§ **Stated problem**
Retype every one of the items below, reproducing each line without any change.

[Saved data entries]
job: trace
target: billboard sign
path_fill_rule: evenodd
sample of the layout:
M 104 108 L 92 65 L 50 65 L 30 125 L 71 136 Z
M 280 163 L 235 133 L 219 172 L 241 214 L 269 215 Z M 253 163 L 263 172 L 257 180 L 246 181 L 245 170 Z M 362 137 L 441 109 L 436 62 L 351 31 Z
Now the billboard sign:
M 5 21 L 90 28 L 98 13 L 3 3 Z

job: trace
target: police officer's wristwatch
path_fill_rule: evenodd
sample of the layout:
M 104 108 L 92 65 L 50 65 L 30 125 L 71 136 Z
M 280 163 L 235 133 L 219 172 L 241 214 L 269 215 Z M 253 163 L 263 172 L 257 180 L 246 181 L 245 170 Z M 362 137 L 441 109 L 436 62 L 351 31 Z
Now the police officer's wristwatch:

§ **Final result**
job: trace
target: billboard sign
path_fill_rule: evenodd
sample of the layout:
M 104 108 L 92 65 L 50 65 L 30 125 L 71 136 Z
M 280 163 L 235 133 L 219 172 L 241 214 L 269 215 Z M 253 163 L 263 172 L 257 180 L 246 181 L 245 170 Z M 362 137 L 441 109 L 436 62 L 351 31 Z
Now the billboard sign:
M 5 21 L 90 28 L 98 13 L 3 3 Z

job: trace
target: police officer's wristwatch
path_fill_rule: evenodd
sample of the layout:
M 104 108 L 92 65 L 50 65 L 30 125 L 71 136 Z
M 280 163 L 235 133 L 219 172 L 241 214 L 269 215 Z M 253 163 L 263 172 L 257 180 L 246 181 L 245 170 Z M 362 137 L 441 109 L 436 62 L 351 31 Z
Now the police officer's wristwatch:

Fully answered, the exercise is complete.